Extrait à lire:
::::

A la troisième néoménie depuis le départ des Israélites du pays d'Égypte, le jour même, ils arrivèrent au désert de Sinaï.
En ce jour-ci
Le premier du mois. Le texte aurait dû porter : « ce jour-“là” » (hahou) ! Pourquoi : « ce jour-“ci” » (hazè) ? Pour que les paroles de la Tora te soient toujours aussi neuves que si elles t’avaient été données aujourd’hui même (Chabath 86b)
19,2
Partis de Refidim, ils entrèrent dans le désert de Sinaï et y campèrent, Israël y campa en face de la montagne.
Ils partirent de Refidim
Pourquoi le texte s’impose-t-il de répéter d’où ils sont partis ? Il a pourtant déjà été indiqué plus haut qu’ils ont campé à Refidim (supra 17, 1), de sorte qu’il est évident qu’ils en sont partis ! C’est pour assimiler leur départ de Refidim à leur venue dans le désert de Sinaï : De même que celle-ci s’est faite dans le repentir, de même celui-là s’est-il fait dans le repentir (Mekhilta)

::::

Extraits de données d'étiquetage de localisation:
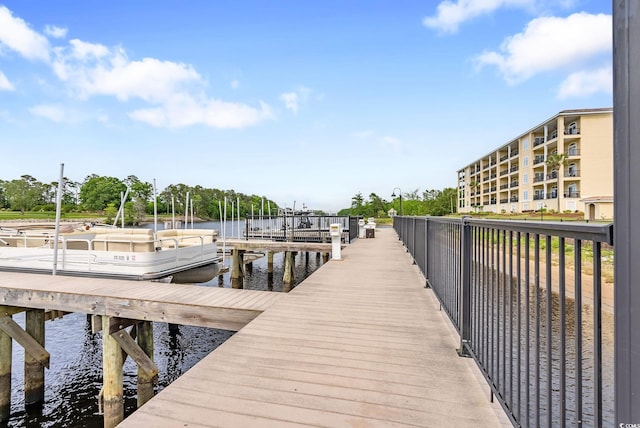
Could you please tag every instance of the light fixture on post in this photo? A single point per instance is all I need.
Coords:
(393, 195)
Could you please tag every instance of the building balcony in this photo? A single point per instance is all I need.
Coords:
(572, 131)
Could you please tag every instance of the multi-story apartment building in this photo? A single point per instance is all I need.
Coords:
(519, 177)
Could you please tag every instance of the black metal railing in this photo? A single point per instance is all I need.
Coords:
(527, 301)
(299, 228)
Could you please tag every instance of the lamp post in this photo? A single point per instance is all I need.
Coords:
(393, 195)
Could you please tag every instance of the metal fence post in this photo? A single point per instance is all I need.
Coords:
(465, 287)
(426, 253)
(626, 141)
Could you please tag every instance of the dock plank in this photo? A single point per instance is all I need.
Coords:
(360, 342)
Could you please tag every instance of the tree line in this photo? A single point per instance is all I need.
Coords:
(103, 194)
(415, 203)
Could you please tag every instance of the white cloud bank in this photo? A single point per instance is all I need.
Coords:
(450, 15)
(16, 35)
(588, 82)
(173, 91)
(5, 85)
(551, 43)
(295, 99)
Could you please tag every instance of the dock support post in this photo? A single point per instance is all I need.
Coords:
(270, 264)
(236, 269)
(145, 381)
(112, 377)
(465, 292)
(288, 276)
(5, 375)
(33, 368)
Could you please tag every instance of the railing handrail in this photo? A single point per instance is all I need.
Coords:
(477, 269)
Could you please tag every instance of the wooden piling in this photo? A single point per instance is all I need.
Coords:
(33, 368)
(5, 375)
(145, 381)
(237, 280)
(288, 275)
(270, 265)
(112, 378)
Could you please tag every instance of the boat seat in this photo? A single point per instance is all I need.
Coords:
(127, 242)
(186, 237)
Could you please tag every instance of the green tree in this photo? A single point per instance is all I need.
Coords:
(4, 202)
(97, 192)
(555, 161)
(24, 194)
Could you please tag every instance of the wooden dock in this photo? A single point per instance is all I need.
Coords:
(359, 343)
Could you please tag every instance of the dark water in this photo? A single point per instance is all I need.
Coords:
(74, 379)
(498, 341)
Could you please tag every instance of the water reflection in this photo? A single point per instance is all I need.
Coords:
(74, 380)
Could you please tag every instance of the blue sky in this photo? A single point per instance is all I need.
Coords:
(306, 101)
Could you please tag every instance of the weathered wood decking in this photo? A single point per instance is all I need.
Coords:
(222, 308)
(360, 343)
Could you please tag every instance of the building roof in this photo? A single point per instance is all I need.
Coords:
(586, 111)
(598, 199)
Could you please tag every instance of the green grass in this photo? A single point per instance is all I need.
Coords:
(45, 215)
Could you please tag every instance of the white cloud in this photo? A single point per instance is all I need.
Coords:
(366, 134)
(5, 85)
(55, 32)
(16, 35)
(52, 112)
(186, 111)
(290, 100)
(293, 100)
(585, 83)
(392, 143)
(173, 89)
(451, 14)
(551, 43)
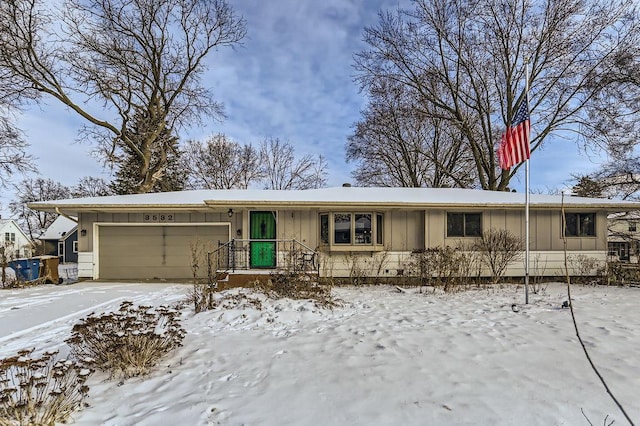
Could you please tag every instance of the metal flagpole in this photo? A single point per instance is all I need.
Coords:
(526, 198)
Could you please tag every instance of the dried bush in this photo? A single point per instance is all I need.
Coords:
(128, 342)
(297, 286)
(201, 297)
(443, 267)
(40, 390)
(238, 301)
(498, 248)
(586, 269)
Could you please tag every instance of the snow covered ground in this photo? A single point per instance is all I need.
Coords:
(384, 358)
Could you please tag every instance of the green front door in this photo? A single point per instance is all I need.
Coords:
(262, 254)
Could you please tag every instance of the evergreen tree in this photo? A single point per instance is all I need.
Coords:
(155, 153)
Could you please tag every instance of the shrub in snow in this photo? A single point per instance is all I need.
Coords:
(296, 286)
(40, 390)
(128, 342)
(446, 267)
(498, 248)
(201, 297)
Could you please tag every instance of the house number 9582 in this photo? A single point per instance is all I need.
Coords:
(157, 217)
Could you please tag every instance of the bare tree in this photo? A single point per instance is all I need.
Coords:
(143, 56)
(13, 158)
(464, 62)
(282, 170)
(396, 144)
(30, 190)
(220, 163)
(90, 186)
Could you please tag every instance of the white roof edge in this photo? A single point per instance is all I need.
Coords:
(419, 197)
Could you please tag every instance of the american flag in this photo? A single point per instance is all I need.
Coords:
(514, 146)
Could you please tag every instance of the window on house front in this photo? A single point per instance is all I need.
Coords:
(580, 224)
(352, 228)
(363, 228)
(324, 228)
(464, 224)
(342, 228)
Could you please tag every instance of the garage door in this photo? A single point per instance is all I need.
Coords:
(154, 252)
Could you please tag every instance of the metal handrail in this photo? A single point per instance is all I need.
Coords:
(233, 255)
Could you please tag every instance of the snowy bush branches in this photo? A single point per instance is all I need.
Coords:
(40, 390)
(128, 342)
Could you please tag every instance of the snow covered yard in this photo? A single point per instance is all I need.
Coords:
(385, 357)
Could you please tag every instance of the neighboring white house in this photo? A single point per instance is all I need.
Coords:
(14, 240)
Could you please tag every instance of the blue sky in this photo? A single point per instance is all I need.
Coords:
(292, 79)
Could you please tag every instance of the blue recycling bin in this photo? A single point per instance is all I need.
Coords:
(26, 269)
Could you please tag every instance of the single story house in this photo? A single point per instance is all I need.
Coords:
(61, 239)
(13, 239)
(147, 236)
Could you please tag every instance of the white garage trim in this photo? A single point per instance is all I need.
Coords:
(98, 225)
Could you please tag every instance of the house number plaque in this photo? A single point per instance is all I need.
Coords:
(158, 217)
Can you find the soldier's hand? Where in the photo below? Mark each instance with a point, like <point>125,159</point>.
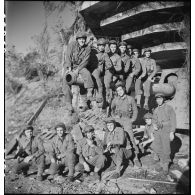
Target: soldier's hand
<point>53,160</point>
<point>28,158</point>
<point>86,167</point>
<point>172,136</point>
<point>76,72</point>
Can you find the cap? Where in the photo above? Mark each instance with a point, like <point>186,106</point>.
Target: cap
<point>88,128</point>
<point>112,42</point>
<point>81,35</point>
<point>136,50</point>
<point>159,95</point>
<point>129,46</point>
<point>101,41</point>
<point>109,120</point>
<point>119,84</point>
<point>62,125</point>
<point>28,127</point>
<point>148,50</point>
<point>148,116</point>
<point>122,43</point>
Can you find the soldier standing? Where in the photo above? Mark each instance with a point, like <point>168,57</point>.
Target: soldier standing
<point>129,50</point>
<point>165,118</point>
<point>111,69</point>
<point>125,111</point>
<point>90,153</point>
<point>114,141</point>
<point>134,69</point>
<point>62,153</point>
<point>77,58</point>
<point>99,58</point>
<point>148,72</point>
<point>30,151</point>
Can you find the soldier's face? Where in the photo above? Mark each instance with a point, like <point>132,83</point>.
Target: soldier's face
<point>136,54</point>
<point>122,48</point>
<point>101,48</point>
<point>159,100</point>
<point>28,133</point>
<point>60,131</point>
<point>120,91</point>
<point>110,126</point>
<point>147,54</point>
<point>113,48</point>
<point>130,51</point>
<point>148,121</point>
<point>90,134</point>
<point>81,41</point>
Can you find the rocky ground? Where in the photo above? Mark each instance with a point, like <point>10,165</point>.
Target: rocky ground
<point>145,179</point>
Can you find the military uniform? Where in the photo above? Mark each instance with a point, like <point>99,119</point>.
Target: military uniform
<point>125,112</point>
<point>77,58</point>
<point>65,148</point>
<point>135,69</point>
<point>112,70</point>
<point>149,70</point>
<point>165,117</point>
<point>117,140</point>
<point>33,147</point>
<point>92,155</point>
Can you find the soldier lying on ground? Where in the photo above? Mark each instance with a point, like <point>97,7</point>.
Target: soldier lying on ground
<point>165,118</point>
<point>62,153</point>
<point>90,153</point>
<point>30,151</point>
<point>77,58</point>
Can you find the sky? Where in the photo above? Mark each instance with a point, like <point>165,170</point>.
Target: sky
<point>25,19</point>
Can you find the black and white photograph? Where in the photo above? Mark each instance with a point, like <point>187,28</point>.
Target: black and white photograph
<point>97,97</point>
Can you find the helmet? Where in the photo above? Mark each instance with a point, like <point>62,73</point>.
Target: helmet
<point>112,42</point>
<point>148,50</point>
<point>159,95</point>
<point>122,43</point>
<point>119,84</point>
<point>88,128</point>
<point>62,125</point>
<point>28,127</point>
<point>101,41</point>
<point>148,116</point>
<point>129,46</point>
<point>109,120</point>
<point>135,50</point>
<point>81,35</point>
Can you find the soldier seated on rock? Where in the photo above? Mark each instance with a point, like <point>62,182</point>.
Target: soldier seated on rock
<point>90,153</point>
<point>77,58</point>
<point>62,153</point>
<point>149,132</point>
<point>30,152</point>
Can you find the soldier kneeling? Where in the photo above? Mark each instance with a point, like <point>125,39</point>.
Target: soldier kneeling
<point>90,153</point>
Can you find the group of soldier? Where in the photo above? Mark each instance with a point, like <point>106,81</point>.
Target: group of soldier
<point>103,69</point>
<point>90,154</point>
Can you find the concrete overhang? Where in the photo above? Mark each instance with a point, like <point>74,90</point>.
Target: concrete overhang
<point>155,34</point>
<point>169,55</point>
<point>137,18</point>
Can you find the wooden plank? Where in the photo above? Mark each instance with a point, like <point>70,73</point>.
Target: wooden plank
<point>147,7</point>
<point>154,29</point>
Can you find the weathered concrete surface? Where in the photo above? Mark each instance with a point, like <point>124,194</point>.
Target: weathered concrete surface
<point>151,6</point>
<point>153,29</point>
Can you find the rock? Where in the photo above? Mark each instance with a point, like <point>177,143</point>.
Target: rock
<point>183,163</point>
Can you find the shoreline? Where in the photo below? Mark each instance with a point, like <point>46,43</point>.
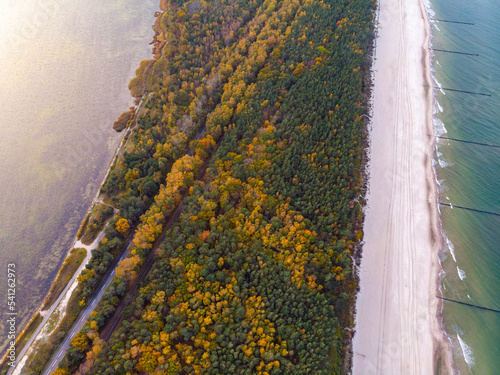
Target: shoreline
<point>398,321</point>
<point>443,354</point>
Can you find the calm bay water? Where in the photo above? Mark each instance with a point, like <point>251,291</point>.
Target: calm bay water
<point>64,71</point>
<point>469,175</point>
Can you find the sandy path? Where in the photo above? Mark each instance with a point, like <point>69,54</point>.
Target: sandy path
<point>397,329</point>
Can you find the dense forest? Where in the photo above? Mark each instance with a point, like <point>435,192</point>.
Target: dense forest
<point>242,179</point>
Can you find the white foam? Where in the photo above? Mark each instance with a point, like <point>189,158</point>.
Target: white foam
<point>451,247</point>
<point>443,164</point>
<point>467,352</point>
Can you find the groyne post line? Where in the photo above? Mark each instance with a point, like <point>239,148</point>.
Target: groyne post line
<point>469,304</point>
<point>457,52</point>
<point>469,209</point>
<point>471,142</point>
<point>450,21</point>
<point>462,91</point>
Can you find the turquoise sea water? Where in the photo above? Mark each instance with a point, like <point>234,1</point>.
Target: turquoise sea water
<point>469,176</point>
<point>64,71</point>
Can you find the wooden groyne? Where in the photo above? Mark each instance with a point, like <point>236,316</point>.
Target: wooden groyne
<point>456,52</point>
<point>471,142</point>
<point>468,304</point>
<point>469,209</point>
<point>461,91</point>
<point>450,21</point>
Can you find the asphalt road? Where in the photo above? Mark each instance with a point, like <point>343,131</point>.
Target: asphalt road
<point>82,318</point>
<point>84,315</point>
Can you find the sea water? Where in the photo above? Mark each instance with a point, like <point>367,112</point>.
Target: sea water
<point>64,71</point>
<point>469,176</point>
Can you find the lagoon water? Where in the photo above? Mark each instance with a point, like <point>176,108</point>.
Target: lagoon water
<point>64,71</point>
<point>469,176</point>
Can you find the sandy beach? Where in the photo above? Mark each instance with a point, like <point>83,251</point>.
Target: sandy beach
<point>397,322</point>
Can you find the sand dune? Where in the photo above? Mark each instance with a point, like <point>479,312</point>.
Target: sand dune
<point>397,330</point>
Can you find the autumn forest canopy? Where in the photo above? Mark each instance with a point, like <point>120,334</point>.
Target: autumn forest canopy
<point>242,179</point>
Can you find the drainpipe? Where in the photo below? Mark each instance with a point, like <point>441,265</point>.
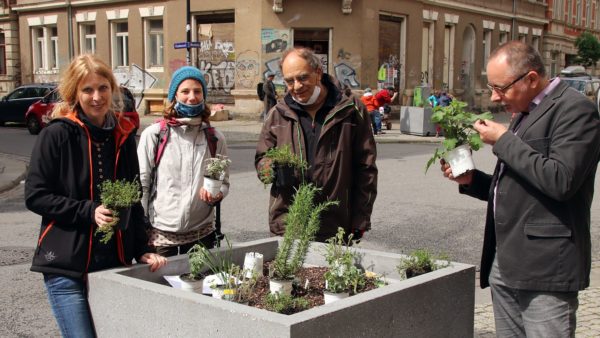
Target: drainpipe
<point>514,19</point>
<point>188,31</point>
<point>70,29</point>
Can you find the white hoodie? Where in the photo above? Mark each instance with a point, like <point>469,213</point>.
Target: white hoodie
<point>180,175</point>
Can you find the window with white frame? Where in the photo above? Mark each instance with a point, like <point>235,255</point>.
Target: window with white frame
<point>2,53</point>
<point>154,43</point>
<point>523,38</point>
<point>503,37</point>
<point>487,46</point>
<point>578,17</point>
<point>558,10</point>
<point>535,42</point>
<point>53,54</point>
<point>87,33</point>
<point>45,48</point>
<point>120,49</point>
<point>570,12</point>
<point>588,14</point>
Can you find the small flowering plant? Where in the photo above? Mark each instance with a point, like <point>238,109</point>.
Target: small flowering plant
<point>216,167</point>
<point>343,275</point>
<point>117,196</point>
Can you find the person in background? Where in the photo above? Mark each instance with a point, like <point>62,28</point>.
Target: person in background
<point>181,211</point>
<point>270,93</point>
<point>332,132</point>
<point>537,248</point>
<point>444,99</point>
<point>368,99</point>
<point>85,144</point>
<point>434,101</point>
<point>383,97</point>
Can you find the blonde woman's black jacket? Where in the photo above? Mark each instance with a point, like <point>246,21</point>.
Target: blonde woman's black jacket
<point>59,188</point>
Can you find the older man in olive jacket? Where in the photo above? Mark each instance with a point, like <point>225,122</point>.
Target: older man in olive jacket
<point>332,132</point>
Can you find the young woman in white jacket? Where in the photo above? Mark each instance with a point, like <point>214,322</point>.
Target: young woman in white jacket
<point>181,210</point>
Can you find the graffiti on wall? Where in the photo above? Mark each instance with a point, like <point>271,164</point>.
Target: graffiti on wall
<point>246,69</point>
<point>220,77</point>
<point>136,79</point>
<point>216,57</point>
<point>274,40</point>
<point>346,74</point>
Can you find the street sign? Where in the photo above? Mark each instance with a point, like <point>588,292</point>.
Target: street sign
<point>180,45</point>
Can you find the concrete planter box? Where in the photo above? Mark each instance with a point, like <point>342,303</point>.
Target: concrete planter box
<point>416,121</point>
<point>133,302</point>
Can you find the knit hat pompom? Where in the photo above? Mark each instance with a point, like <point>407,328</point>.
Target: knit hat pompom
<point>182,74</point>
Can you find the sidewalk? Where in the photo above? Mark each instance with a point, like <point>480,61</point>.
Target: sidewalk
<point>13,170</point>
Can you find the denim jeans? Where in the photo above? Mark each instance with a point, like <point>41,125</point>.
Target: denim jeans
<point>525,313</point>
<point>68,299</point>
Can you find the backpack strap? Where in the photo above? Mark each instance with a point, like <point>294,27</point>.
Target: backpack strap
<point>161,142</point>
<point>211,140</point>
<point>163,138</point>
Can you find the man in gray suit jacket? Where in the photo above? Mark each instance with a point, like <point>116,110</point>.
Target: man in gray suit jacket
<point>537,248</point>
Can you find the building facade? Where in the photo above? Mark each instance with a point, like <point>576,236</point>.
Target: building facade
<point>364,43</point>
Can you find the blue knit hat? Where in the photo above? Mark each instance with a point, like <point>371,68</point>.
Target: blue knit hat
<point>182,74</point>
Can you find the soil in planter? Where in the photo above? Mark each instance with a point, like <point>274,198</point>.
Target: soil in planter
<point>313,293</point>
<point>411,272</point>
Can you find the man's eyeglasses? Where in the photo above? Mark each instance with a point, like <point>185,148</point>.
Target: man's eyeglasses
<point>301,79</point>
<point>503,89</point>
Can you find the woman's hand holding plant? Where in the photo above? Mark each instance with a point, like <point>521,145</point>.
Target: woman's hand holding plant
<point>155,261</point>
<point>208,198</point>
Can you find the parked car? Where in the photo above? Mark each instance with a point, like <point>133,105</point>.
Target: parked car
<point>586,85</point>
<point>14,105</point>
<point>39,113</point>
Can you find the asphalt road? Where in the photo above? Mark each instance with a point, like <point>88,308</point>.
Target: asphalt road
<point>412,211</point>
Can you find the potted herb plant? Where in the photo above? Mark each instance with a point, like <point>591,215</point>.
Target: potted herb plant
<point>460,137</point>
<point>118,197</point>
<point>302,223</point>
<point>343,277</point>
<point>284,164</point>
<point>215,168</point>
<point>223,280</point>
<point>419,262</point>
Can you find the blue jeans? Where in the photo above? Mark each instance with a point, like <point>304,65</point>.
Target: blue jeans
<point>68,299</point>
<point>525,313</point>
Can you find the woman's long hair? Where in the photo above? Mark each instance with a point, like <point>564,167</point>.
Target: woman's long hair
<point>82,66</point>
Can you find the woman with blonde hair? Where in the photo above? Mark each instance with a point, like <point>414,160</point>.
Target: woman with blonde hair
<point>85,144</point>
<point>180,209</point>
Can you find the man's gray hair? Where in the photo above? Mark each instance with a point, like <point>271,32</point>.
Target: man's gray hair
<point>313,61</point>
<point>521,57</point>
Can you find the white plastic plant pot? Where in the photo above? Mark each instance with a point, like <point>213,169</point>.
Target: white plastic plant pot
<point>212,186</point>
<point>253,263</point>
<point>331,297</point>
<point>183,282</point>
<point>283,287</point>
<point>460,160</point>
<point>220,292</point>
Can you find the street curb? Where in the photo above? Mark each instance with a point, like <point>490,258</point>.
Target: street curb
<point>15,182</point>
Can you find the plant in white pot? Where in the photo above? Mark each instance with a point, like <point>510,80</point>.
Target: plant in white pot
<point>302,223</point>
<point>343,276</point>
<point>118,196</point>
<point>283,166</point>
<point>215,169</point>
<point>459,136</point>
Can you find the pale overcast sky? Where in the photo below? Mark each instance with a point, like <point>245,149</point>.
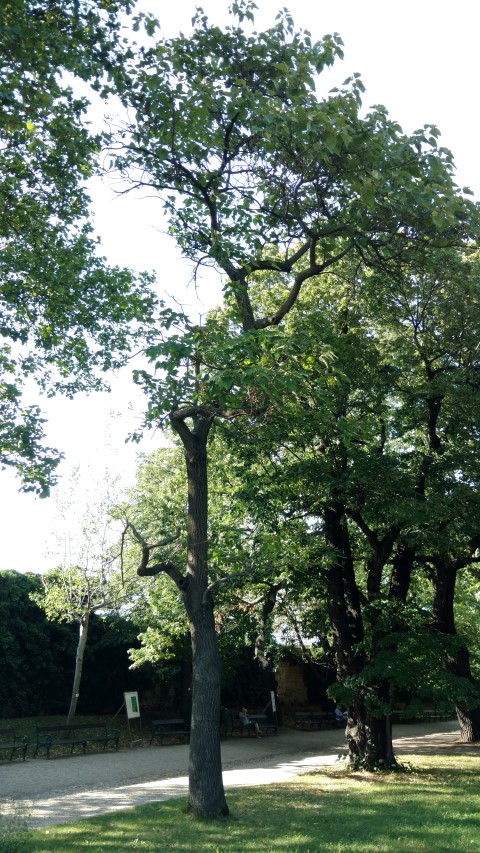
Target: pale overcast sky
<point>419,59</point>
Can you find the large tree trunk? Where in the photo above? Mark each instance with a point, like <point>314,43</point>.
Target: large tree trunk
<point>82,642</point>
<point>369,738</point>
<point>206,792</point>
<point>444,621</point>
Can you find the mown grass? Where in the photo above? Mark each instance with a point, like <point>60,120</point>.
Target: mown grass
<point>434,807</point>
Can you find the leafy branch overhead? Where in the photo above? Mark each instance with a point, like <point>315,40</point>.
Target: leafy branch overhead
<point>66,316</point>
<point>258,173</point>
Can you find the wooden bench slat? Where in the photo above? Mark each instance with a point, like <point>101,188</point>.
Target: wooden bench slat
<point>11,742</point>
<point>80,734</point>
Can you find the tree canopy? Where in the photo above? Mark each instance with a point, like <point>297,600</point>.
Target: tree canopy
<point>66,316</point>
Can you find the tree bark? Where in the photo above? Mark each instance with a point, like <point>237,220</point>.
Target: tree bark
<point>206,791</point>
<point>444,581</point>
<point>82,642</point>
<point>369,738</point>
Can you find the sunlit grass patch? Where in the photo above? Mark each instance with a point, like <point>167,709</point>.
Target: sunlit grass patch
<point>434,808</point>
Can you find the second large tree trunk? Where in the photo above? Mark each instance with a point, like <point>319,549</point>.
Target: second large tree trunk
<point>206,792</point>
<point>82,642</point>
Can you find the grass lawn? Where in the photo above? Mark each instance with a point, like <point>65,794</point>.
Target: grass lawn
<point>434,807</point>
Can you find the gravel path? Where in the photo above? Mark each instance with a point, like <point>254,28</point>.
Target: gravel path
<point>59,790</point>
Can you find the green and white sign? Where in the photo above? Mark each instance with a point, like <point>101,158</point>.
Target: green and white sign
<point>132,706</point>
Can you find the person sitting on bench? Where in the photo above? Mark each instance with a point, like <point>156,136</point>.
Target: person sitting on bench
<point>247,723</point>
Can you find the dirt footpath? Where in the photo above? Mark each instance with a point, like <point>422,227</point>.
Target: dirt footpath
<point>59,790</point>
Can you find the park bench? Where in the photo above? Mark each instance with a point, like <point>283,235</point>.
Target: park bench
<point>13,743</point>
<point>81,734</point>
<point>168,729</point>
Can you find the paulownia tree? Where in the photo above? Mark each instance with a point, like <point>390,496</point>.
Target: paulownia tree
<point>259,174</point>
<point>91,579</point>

::::

Objectifs:
**1)** Traduisez en anglais cette phrase de l'extrait sur l'arrivée au désert de Sinaï : « Partis de Refidim, ils entrèrent dans le désert de Sinaï et y campèrent, Israël y campa en face de la montagne. »
**2)** Remplacez « Target » par « Label » dans les lignes, de celle qui contient « Can you find the dirt » jusqu'à la fin des lignes, puis redonnez ce passage sans aucune autre modification.

Réponses par tâche:
**1)** Having set out from Refidim, they entered the wilderness of Sinai and camped there; Israel camped there opposite the mountain.

**2)**
Can you find the dirt footpath? Where in the photo above? Mark each instance with a point, like <point>422,227</point>.
Label: dirt footpath
<point>59,790</point>
Can you find the park bench? Where in the photo above? Mark each instance with a point, like <point>283,235</point>.
Label: park bench
<point>13,743</point>
<point>81,734</point>
<point>168,729</point>
Can you find the paulownia tree? Where in the photo above? Mark each instance with a point, like <point>390,496</point>.
Label: paulownia tree
<point>259,174</point>
<point>91,579</point>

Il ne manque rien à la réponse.